──────── Material supplied ────────

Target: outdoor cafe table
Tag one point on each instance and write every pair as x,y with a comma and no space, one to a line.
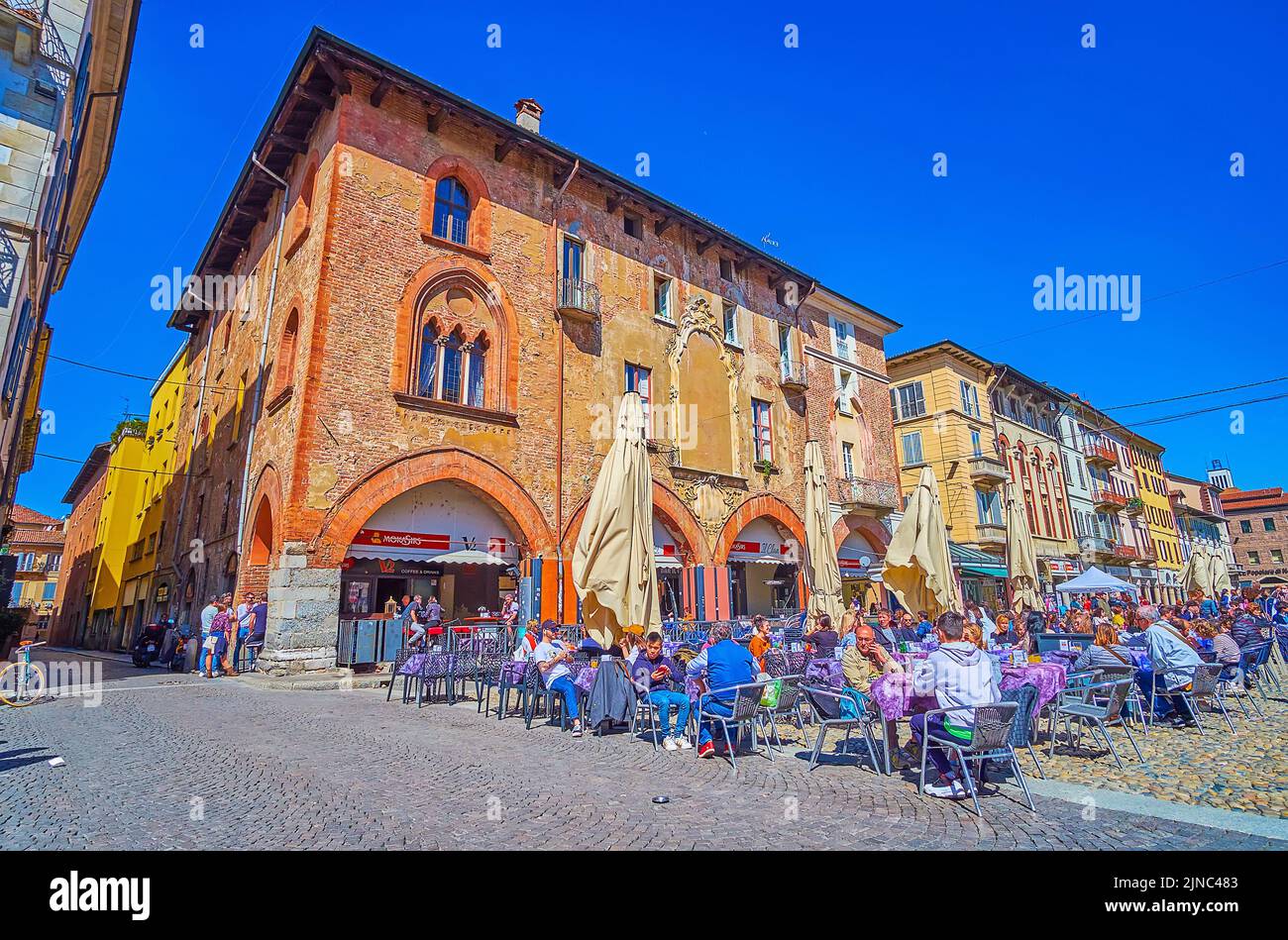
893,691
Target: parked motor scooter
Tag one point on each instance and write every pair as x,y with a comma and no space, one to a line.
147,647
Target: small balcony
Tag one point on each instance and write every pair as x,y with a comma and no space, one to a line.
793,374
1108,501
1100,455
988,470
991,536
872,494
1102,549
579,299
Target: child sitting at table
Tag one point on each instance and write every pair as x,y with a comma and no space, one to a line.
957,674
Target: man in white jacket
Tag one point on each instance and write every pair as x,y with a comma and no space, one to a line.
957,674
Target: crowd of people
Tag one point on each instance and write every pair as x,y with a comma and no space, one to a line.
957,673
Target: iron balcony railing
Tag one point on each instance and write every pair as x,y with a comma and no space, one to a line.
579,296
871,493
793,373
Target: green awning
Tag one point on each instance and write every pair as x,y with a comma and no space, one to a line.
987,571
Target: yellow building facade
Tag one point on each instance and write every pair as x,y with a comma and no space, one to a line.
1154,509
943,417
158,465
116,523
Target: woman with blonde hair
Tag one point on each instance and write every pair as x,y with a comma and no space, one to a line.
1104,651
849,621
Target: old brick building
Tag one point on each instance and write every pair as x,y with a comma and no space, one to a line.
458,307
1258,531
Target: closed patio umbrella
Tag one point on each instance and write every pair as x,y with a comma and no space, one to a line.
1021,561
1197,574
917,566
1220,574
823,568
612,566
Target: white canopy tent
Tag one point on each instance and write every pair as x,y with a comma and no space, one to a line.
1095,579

────────

**Task details**
Beginning at the line that contains "Target: white canopy tent", reproduce every line down to the last line of the entries above, exactly and only those.

**Written answer**
Target: white canopy tent
Tag one point on each instance and write every pair as x,y with a comma and no space, one to a line.
1095,579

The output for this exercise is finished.